▶ **Esercizio breve**: Riscrivi i dati a partire dall'inizio fino alla riga che contiene "[(438, 410)]" inclusa, sostituendo "brass pot" con "copper pot" e lasciando invariato tutto il resto.
◆ ◆ ◆ ◆ ◆
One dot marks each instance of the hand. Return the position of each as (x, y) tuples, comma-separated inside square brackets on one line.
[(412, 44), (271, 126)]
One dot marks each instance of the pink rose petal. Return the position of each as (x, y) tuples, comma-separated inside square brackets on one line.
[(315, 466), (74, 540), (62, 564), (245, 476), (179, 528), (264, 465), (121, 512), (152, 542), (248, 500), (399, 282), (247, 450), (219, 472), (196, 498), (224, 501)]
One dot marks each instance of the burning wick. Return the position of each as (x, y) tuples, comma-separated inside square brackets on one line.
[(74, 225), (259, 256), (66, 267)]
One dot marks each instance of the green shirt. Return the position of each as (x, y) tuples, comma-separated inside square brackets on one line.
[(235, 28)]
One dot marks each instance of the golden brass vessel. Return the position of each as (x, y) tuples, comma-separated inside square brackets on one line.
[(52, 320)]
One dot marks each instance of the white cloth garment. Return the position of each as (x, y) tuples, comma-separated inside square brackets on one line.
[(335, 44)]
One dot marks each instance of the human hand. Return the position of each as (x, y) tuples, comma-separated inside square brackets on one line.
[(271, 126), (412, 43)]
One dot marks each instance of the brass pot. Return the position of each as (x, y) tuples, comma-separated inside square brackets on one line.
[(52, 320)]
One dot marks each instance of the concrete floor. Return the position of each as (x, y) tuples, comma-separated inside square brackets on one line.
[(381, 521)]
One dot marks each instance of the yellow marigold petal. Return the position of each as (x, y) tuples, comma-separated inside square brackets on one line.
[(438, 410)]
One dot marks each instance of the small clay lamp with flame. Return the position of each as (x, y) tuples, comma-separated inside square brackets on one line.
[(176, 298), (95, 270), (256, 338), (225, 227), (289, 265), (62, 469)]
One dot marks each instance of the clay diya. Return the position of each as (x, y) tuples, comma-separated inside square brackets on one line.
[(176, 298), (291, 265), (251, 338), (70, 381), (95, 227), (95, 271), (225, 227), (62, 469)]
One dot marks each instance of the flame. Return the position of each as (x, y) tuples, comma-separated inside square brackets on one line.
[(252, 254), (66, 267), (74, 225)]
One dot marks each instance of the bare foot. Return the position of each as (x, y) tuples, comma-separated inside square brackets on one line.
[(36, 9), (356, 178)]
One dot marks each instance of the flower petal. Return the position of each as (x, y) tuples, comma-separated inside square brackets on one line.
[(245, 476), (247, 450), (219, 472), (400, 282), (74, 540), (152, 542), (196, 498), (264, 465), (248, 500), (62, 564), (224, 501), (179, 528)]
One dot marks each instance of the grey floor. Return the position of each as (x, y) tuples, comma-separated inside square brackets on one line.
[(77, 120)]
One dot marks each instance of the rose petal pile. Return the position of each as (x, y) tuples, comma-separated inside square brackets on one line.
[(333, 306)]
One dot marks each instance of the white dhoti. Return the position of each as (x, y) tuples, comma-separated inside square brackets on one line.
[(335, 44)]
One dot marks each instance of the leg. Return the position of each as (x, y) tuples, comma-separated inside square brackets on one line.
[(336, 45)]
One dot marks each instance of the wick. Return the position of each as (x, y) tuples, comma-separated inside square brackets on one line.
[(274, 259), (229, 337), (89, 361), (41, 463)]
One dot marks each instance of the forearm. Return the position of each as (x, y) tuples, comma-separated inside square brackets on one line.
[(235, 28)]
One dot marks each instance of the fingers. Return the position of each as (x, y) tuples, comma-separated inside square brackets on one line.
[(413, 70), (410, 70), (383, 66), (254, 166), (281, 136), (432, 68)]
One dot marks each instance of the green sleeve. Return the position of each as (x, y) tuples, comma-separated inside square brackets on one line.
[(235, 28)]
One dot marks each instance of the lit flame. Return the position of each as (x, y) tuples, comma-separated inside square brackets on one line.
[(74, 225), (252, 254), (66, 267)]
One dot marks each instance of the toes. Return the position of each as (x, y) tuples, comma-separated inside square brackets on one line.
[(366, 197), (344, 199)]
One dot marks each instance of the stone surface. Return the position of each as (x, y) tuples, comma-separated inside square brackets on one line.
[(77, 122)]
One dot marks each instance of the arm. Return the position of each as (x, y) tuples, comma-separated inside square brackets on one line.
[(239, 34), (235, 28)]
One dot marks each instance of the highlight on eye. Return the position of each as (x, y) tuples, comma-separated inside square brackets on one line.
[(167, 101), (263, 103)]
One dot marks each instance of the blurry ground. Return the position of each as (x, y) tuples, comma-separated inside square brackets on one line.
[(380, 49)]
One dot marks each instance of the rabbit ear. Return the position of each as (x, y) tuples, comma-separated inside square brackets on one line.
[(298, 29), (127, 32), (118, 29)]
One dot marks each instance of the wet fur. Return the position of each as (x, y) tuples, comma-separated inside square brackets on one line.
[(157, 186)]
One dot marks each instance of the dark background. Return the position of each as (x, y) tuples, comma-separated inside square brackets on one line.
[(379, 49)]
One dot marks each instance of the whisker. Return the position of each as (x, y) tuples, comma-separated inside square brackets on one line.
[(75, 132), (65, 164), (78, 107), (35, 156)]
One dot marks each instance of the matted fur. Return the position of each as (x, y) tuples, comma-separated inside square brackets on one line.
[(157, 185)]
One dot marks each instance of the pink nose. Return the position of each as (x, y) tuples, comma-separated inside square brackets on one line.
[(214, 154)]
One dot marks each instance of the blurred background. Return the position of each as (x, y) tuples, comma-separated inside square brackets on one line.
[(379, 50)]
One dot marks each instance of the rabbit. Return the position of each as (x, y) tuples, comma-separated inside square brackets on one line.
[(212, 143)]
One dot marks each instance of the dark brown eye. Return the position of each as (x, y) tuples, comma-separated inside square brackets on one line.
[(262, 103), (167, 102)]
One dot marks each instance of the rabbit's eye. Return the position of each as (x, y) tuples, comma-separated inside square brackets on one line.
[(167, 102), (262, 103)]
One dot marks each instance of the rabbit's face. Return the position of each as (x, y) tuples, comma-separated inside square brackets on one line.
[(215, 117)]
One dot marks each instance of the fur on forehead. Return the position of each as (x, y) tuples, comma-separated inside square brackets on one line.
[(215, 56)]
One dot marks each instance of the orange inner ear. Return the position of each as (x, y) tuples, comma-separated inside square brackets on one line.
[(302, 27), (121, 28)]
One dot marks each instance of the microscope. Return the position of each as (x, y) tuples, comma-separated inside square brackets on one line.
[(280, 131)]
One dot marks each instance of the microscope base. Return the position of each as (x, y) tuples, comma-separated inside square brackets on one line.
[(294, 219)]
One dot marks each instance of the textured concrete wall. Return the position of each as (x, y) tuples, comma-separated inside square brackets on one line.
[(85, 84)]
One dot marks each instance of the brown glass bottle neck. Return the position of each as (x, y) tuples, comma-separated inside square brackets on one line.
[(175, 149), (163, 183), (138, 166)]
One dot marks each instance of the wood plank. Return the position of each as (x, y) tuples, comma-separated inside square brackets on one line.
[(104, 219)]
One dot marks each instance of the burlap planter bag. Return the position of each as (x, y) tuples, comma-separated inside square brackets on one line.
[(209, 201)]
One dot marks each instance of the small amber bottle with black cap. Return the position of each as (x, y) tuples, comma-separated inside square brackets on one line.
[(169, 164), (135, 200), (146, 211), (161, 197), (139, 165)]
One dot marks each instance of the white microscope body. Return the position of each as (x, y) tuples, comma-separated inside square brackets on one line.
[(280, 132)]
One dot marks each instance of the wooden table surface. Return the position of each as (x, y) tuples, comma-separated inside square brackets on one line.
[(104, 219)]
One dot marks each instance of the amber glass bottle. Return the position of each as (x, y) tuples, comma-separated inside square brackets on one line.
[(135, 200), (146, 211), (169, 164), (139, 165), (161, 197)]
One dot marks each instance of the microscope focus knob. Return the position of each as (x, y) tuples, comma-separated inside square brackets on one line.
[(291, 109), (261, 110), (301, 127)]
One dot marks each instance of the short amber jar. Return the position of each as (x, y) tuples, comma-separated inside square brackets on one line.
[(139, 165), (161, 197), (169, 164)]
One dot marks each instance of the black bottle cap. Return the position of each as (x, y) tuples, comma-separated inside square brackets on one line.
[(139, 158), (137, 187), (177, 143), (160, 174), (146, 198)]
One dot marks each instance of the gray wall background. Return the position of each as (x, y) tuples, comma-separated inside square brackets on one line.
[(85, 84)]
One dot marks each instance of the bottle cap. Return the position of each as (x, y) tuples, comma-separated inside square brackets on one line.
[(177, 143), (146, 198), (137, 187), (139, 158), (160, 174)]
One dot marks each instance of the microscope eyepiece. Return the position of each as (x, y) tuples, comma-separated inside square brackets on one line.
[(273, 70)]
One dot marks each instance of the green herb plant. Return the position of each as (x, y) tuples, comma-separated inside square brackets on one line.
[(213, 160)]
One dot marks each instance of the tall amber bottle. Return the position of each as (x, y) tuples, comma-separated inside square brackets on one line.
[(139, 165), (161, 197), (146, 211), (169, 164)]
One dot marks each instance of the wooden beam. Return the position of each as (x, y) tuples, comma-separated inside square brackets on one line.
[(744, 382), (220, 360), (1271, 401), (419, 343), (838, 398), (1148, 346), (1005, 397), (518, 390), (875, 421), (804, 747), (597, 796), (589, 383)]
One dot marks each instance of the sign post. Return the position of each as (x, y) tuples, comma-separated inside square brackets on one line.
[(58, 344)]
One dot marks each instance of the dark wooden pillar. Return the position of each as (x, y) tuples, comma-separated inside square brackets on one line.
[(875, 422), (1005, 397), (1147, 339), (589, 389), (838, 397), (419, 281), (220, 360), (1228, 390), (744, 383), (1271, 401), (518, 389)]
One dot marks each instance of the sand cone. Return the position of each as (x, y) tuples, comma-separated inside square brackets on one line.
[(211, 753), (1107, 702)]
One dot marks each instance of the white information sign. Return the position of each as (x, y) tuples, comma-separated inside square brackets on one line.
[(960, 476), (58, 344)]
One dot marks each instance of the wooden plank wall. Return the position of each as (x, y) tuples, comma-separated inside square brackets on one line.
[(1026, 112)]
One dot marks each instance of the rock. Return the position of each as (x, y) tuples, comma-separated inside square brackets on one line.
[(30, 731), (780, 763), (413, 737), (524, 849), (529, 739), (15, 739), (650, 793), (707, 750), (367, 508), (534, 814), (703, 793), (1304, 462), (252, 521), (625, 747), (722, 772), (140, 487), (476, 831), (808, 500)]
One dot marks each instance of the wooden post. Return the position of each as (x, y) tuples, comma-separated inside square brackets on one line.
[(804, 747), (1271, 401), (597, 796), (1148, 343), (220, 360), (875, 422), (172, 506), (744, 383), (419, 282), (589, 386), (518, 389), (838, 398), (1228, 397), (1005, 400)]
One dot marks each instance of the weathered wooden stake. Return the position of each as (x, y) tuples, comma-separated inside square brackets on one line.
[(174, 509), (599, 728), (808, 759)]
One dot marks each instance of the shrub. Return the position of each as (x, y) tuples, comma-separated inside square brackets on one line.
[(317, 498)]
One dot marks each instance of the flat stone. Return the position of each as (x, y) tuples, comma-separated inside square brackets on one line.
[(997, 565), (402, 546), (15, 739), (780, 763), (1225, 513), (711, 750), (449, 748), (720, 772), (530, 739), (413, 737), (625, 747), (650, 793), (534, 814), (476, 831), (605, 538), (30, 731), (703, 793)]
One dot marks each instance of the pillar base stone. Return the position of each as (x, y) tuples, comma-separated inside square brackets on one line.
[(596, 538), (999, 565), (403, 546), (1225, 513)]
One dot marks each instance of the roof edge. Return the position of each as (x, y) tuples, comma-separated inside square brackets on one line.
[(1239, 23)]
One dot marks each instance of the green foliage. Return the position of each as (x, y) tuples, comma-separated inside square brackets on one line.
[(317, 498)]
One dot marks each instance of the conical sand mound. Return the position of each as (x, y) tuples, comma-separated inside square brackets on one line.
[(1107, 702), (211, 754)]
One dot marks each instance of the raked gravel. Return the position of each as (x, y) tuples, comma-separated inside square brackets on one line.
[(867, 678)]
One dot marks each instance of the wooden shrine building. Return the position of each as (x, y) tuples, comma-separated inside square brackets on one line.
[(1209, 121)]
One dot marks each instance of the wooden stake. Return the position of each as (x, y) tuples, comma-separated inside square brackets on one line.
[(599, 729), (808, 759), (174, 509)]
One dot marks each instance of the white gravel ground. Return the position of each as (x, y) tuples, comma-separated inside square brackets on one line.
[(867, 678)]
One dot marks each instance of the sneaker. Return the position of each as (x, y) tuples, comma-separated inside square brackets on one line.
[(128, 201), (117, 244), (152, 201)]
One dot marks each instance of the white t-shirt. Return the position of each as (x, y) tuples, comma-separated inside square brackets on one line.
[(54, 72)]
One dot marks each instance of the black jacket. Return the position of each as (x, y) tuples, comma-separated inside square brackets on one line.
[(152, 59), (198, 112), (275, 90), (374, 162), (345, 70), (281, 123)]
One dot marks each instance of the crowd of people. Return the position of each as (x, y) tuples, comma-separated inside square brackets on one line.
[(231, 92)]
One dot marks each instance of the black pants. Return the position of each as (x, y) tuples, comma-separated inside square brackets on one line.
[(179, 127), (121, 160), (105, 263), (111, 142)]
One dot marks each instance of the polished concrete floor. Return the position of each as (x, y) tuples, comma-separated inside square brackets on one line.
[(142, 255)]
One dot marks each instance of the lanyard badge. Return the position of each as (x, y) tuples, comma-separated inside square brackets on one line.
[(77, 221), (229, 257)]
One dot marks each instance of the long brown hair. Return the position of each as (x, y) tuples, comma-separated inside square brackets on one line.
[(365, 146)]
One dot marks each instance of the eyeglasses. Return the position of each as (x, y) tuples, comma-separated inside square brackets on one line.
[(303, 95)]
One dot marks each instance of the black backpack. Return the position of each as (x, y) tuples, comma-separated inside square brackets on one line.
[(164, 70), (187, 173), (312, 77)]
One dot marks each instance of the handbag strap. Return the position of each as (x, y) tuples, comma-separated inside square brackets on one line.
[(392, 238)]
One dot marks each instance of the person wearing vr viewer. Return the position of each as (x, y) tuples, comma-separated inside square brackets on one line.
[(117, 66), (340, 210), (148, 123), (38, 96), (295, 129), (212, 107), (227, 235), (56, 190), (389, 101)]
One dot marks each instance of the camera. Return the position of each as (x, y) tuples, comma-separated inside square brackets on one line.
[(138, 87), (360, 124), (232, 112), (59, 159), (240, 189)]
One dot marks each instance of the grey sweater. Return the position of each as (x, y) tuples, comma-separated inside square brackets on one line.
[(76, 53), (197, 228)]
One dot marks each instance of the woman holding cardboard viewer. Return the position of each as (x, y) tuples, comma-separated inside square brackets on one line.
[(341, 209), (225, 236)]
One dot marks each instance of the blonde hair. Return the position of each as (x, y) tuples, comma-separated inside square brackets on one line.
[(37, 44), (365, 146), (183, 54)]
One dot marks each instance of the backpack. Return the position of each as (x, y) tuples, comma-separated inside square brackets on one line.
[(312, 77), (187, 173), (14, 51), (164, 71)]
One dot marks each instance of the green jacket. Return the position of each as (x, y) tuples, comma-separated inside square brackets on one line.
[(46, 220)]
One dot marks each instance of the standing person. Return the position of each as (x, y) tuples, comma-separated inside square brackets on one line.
◆ ◆ ◆ ◆ ◆
▶ **Soluzione**:
One dot marks each instance of the hand. Return the position of each as (x, y) tuples, comma-separated inside square brackets on one line.
[(412, 44), (271, 126)]
One dot marks each instance of the pink rose petal. Return the position of each as (x, y) tuples, comma-separated inside square brackets on one line.
[(315, 466), (74, 540), (62, 564), (245, 476), (179, 528), (264, 465), (121, 512), (152, 542), (248, 500), (399, 282), (247, 450), (219, 472), (196, 498), (224, 501)]
One dot marks each instance of the burning wick. Return the position of each as (x, y) tuples, comma-separated inside square brackets on one line.
[(74, 225), (259, 256), (66, 267)]
One dot marks each instance of the green shirt. Return the position of each as (x, y) tuples, comma-separated inside square brackets on one line.
[(235, 28)]
One dot marks each instance of the golden brass vessel. Return the position of each as (x, y) tuples, comma-separated inside square brackets on one line.
[(52, 320)]
One dot marks each instance of the white cloth garment. Return the position of each as (x, y) tuples, comma-separated inside square brackets on one line.
[(335, 44)]
One dot marks each instance of the human hand. Return the position of each as (x, y) tuples, comma-separated inside square brackets on one line.
[(271, 126), (412, 43)]
One dot marks each instance of the copper pot. Return the position of each as (x, y) tuples, comma-separated inside square brackets on one line.
[(52, 320)]
One dot marks each instance of the concrete floor. Return the position of each as (x, y) tuples, comma-separated inside square brackets on one line.
[(381, 521)]
One dot marks each instance of the yellow marigold petal. Return the position of each as (x, y) tuples, comma-separated inside square brackets on one line.
[(438, 410)]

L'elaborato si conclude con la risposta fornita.